* EXERCISE AIM: Nothing but the line containing "Task: identify the black t-shirt" and the lines after it in the entries below should appear, each repeated exactly.

* Stored records:
============
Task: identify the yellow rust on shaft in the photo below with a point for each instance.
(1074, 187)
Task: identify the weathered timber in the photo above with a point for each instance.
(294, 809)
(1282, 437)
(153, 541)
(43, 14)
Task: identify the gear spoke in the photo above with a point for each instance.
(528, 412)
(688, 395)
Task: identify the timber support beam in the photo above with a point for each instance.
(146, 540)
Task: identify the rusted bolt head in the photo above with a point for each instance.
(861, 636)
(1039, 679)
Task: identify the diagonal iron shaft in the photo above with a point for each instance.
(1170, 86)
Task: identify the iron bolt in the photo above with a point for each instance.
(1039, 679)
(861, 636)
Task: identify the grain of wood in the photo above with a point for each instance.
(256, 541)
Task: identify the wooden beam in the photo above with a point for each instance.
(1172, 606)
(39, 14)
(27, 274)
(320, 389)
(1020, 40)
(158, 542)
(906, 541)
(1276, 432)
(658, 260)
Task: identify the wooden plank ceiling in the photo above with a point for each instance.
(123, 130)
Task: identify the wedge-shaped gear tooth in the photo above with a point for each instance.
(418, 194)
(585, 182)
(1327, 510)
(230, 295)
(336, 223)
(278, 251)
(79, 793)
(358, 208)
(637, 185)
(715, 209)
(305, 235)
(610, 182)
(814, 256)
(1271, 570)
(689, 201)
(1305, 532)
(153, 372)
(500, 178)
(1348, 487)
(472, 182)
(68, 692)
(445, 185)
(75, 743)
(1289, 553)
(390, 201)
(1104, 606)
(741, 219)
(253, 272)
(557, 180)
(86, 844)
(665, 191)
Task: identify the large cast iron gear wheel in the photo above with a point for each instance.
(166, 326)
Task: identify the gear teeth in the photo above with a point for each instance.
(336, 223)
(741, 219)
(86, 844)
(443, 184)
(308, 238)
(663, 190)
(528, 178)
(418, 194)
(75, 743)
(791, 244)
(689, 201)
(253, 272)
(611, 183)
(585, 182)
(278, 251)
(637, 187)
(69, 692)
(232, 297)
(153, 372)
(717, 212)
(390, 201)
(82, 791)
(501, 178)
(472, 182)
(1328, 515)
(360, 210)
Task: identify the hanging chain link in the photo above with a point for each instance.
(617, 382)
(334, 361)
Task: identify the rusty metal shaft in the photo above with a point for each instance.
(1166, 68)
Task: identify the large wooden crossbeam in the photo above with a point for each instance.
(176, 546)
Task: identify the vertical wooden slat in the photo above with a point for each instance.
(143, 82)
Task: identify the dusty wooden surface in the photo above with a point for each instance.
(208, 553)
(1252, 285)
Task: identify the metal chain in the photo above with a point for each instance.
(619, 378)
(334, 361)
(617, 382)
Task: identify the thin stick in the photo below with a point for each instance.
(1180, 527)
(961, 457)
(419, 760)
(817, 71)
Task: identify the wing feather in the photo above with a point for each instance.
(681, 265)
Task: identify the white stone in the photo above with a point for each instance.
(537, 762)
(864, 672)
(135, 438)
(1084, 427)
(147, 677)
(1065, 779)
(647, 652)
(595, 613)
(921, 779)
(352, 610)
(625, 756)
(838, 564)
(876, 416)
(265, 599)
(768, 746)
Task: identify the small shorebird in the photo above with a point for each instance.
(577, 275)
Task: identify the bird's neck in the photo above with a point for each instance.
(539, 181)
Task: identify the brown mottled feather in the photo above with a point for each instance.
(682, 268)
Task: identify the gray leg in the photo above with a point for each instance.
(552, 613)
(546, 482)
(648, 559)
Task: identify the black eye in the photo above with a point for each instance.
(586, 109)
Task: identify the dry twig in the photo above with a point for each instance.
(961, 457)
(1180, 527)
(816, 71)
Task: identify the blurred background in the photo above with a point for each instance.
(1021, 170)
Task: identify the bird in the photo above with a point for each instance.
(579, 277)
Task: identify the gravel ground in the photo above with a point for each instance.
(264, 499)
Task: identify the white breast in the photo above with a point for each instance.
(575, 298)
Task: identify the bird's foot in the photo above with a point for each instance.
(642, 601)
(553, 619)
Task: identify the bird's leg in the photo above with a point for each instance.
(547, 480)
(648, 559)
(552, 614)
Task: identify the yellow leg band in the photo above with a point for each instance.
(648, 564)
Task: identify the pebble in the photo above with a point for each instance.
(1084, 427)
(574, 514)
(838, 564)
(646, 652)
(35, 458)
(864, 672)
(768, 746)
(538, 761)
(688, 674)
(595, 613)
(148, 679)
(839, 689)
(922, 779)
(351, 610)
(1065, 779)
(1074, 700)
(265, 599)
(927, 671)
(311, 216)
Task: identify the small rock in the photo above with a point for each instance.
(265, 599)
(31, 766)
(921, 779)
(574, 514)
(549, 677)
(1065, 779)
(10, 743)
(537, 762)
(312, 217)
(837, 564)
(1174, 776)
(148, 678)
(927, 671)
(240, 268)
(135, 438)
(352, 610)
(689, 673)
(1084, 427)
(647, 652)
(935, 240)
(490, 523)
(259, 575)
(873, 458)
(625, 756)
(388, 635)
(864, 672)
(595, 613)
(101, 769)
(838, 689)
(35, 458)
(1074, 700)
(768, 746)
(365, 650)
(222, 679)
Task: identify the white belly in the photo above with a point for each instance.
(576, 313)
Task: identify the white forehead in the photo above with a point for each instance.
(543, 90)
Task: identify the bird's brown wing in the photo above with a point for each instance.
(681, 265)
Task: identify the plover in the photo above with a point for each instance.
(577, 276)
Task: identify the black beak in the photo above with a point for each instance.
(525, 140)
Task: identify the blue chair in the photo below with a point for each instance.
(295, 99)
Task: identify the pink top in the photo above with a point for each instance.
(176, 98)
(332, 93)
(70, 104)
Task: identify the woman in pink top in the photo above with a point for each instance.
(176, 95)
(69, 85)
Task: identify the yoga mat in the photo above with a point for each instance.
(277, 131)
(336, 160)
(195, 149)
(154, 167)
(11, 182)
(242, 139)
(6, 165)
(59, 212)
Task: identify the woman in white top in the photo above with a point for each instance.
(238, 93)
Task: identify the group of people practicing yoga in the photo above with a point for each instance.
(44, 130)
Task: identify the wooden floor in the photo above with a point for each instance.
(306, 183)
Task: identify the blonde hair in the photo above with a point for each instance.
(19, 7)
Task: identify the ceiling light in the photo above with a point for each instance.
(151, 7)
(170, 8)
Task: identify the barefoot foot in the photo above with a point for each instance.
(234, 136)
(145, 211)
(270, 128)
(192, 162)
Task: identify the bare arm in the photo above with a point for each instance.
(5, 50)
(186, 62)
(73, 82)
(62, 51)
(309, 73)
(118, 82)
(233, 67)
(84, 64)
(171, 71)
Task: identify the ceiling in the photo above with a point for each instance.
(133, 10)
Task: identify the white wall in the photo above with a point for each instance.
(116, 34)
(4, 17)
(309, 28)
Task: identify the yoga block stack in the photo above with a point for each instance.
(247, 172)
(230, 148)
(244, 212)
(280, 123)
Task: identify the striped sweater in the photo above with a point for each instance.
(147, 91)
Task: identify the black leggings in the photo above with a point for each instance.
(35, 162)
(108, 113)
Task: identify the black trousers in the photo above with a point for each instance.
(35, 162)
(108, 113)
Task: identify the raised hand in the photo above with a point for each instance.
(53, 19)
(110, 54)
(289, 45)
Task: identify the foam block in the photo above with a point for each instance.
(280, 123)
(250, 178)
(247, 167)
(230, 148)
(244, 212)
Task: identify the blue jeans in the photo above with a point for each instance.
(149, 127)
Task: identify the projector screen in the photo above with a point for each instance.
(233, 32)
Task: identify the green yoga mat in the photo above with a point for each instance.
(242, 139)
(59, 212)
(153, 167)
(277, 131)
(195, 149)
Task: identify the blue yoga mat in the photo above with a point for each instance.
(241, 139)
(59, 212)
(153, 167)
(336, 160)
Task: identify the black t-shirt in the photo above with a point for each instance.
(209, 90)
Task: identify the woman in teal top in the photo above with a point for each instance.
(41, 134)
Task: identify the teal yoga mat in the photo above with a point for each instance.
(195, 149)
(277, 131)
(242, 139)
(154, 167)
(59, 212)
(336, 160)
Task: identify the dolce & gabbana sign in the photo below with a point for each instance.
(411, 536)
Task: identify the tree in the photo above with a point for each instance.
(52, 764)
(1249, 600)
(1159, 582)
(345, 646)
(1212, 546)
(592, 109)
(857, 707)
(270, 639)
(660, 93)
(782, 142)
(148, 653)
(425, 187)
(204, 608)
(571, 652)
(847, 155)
============
* TASK RESPONSE:
Task: identify the black t-shirt in the photo above with a point for each instance.
(209, 90)
Task: identify the woman in teal top in the photo above with a point for each instance.
(41, 134)
Task: identify the teal yoga mat in the photo above with a point for each instance.
(195, 149)
(277, 131)
(242, 139)
(154, 167)
(59, 212)
(336, 160)
Task: identify the dolce & gabbana sign in the photo below with a point for each instance.
(411, 536)
Task: identify the tree in the photo above with a point for each instance.
(52, 764)
(1249, 600)
(1159, 582)
(345, 646)
(1212, 546)
(592, 109)
(857, 707)
(270, 639)
(660, 93)
(782, 142)
(148, 653)
(425, 187)
(204, 608)
(571, 652)
(847, 155)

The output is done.